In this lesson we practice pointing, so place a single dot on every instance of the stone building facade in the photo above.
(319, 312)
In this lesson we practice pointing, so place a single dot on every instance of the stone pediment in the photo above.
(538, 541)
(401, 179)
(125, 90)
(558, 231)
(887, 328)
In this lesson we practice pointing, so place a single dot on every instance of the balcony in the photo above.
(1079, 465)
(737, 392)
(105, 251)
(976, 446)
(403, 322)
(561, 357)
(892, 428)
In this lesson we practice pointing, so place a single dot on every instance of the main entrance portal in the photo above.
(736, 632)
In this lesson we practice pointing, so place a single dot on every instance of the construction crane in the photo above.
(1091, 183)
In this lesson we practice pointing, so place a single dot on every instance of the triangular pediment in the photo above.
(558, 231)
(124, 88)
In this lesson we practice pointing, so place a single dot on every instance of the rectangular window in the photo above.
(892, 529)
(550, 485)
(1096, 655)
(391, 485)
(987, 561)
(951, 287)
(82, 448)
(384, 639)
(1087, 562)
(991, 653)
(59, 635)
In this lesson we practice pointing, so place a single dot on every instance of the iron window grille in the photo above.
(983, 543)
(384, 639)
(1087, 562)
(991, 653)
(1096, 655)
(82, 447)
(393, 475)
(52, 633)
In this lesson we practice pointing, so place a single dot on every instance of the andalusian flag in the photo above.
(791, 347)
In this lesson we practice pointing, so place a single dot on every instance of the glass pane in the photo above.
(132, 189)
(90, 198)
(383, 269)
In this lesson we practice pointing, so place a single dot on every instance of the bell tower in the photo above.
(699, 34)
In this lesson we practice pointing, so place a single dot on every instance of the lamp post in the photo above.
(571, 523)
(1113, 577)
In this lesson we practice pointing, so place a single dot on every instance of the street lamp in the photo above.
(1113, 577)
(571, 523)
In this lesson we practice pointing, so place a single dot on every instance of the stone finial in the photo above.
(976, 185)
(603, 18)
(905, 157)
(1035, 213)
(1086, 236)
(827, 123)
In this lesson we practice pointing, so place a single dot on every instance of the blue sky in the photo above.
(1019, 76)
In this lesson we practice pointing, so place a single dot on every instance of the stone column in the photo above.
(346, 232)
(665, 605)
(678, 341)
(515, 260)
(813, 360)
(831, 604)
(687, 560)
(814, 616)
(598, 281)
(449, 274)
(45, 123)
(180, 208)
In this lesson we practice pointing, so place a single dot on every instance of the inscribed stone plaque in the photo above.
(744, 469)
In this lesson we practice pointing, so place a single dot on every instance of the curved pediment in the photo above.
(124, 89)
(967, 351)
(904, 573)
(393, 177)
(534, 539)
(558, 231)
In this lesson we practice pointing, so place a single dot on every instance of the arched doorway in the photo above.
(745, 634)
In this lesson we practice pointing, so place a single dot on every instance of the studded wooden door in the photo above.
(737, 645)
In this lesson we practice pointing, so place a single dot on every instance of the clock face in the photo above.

Задание – Повторите весь приведённый выше список дословно, строку за строкой, ничего не меняя.

Результат задания –
In this lesson we practice pointing, so place a single dot on every instance of the stone building facade in the photo above.
(319, 312)
In this lesson we practice pointing, so place a single dot on every instance of the stone pediment in the photo above.
(538, 541)
(401, 179)
(125, 90)
(558, 231)
(887, 328)
In this lesson we practice pointing, so place a single dot on every instance of the balcony in the photo above.
(1079, 465)
(737, 392)
(105, 251)
(976, 446)
(403, 322)
(561, 357)
(892, 428)
In this lesson we practice pointing, so place a single dot on every instance of the main entrance portal in the photo above.
(736, 632)
In this lesson we practice pointing, so place a single dot on every instance of the construction crane in the photo above.
(1091, 183)
In this lesson we practice pointing, so place a single dot on every instance of the triangular pediment in the photo above.
(558, 231)
(124, 88)
In this lesson we practice pointing, so place a single dot on every instance of the rectangular window in the photo above.
(892, 529)
(550, 485)
(1096, 655)
(391, 485)
(987, 561)
(951, 287)
(82, 448)
(384, 639)
(1087, 562)
(991, 653)
(59, 635)
In this lesson we practice pointing, so place a single dot on every instance of the iron window grille in the photo above.
(983, 543)
(384, 639)
(1087, 562)
(991, 653)
(1096, 655)
(82, 447)
(393, 475)
(52, 633)
In this lesson we practice pointing, so place a single dot on every instance of the andalusian flag in the photo above.
(791, 347)
In this lesson we practice pointing, so place a single dot on every instance of the glass pane in the photo above.
(132, 189)
(90, 198)
(383, 269)
In this lesson we practice pointing, so place a single dot on every instance of the bell tower in the photo above.
(699, 34)
In this lesson we practice pointing, so place a single dot on every instance of the lamp post in the photo above.
(571, 523)
(1113, 577)
In this lesson we practice pointing, so place a single dot on every instance of the street lamp in the photo above.
(1113, 577)
(571, 523)
In this lesson we practice pointing, so place a single dot on every instance of the stone finial in the photo above.
(976, 185)
(603, 18)
(905, 157)
(1035, 213)
(1086, 236)
(827, 123)
In this lesson we practice pointing, so place a single dot on every instance of the blue sky in the photo above.
(1019, 76)
In this lesson we practice pointing, so place a single dot on every instance of the stone column in the photo above.
(346, 232)
(665, 605)
(678, 341)
(515, 260)
(813, 360)
(831, 604)
(687, 560)
(814, 616)
(598, 281)
(449, 274)
(45, 123)
(180, 208)
In this lesson we practice pointing, so place a single dot on every instance of the inscribed stone plaque in the photo above.
(744, 469)
In this lesson we practice pointing, so place a single dot on every instance of the curved pediment in the photo above.
(124, 89)
(967, 351)
(904, 573)
(393, 177)
(534, 539)
(558, 231)
In this lesson we practice pointing, so place a single dot on every instance of the arched doorway in the photo above.
(745, 634)
In this lesson we practice pointing, so place a single dot on every instance of the studded wooden door in the photo above.
(737, 645)
In this lesson we practice pointing, so place a single dot on every instance of the clock face in the photo above.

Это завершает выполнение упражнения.